TASK STATEMENT: Reproduce the following records line for line, without any changes.

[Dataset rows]
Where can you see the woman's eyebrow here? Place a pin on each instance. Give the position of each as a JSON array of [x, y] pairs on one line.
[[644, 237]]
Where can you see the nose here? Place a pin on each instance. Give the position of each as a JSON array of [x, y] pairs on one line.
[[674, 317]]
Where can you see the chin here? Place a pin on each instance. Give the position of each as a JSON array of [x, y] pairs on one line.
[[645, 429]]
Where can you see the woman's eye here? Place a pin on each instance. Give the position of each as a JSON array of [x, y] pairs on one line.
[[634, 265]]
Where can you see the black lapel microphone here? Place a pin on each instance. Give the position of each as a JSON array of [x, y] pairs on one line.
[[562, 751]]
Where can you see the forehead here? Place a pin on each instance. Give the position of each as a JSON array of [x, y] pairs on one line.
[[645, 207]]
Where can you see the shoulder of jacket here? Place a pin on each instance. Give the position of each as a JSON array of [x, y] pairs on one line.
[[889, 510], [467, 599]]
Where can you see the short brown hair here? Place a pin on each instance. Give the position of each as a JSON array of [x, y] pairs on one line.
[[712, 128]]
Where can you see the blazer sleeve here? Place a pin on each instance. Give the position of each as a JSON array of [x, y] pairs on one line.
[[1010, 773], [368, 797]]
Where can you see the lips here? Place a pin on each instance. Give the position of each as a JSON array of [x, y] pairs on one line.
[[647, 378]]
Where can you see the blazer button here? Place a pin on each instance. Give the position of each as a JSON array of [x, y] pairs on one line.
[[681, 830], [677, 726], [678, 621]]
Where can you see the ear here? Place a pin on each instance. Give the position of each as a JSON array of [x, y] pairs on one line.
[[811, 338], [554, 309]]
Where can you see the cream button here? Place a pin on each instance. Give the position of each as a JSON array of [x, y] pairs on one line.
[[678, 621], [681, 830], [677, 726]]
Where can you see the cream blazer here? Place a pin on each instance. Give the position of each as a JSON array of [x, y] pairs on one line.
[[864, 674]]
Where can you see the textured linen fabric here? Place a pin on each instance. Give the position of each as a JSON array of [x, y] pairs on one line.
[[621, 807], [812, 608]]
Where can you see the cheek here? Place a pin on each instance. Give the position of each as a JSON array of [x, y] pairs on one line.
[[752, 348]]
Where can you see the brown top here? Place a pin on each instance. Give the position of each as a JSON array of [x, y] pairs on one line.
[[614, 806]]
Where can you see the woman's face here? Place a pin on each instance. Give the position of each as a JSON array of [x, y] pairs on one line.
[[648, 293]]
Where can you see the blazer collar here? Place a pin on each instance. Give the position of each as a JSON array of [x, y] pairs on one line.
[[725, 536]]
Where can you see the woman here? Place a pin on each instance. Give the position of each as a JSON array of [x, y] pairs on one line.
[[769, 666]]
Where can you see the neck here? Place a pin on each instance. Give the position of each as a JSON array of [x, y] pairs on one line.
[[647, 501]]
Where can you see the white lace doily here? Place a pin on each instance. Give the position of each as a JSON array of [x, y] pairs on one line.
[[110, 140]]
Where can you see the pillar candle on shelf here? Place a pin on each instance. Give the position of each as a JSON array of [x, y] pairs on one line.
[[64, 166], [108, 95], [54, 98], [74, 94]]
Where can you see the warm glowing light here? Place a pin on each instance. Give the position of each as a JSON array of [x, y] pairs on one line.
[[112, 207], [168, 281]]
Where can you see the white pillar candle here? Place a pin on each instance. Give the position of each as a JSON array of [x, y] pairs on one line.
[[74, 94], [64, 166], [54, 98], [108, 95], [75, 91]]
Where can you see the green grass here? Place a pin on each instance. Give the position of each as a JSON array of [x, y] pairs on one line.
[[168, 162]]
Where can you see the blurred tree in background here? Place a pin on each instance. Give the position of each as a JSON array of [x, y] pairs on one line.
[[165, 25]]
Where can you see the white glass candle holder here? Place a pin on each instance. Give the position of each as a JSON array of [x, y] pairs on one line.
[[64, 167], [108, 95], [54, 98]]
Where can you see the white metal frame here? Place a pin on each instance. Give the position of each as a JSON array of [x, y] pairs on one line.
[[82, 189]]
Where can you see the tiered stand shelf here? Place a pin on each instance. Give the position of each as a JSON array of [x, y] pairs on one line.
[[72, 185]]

FULL ANSWER:
Where can you see the woman's eyebrow here? Place a pin on each instance. Give the position of each as a JSON array of [x, y] pairs on one line.
[[644, 237]]
Where can you see the nose here? Place a pin on each instance. Give the position of each as a JSON array of [x, y] pairs on one line.
[[674, 317]]
Where can you see the chin here? Place a pin on each instance. Give the position of each as a JSON array of [x, y] pairs on one line.
[[645, 429]]
Where can you see the woman's eye here? Place a pin on each instance. Give the position of each as a JSON array of [x, y] pairs on one line.
[[634, 265]]
Where can you see the black lapel microphone here? Place a pin on each instance. Give the position of each as a JSON array of [x, y] pairs on one line.
[[562, 751]]
Where can you see the forehead here? Place a pin on each instance. Give the position of each as a JSON array of [x, y] pairs on one line.
[[645, 207]]
Where can you see the shoulder of jacket here? Place a pin on each instance. Give the position of each as a JSON array of [x, y] pairs on one line.
[[889, 510], [467, 599]]
Where can you see the short brown hair here? Place a pin on each instance. Give the position of each as a JSON array of [x, y] pairs on one line.
[[712, 128]]
Where can you see the blazer sleeve here? Place a pin on each instance. Give the position of each as a JSON array of [x, y] pairs on one line.
[[1010, 773], [368, 797]]
Where can you see the lips here? Place a pin on each instance. Give the position of each as a JSON array of [x, y] pairs on one line.
[[647, 378]]
Where can you see the blazer button here? Place a pin on each instance. Give the position of each as a JSON array of [x, y] pairs on one line.
[[681, 830], [677, 726], [678, 621]]
Where can you see the ear here? Place a pin on each instance. Give the position of each as a JSON array of [x, y] pairs on one line.
[[811, 338], [554, 309]]
Where can you see the cream button here? Place a pin on each instance. Give the position of each as a JSON array of [x, y] pairs on one line.
[[678, 621], [681, 830], [677, 726]]
Where can you see the cream blazer here? Place a pin on each instance. Give the position of each as a JSON array of [x, y] pairs on one line.
[[864, 674]]
Where can you see the textured linen fabric here? Place a pin on each instance. Give the position of each as a JSON array of [x, y] pairs on one line.
[[621, 807], [812, 608]]
Where can you see the cheek here? Place a pin on each instance. Give the position of each as a JSON array of [x, y] pairs on one line.
[[752, 348]]
Where can you see the brown top here? Place a pin on each instance. Give the position of each as a JSON array of [x, y] pairs on one line.
[[614, 806]]
Where can you see the woman's face here? Place a pin on each instance. Give the position of each as a JSON array of [x, y] pairs on one line.
[[648, 293]]
Where can you see the blazer collar here? Place a pin on each instance. Give the position of each as a JSON array of [x, y] pairs on one line.
[[725, 536]]
Where can you see the woman here? Place a pin on each instance. Give the position of each as a JSON array of [x, y] pairs on one line.
[[769, 666]]
Where can you see the neck here? Place a pin on each instance. Give the position of each as a JSON array of [x, y] pairs on one line.
[[647, 501]]
Where can you see the white lace doily here? Place a pin on each instance. Give the position of each as a JSON array of [x, y] pairs on one line.
[[110, 140]]
Where can you see the pillar candle on shelf here? Place a pin on each instance. Give the position of each as a JSON array of [x, y] pairs on one line.
[[64, 166], [108, 95], [54, 98], [74, 94]]
Where can you see the warm glowing light here? Place a pin on each instance. Give the position of each as a JSON array of [x, y] pairs on one line.
[[112, 207], [168, 281]]
Where can you see the white pillar candle here? Place a pin on each instance. Give the position of each as a JSON array of [x, y] pairs on one line.
[[74, 94], [64, 166], [54, 98], [108, 95], [75, 91]]
Where can you see the green grass here? Place a pin on each instance. Give the position of each as a JSON array of [x, y] pairs on one line.
[[168, 162]]
Where can you see the blurred tree in background here? Place a pin on each instance. Give the position of each as a JSON array of [x, y] pairs on one line.
[[165, 25]]
Where can you see the white glass candle holder here? Place a pin on each instance. Give the position of each as a JSON array of [x, y] pairs on one line.
[[64, 167], [108, 95], [54, 98]]
Where can you see the white metal frame here? Place a pin on each instance. Give the position of each as a JSON array of [x, y] pairs on one line.
[[82, 189]]
Where can you see the tiered stand shelf here? Place a pin on each instance. Give the position of each as a JSON array of [x, y] pairs on one line.
[[72, 185]]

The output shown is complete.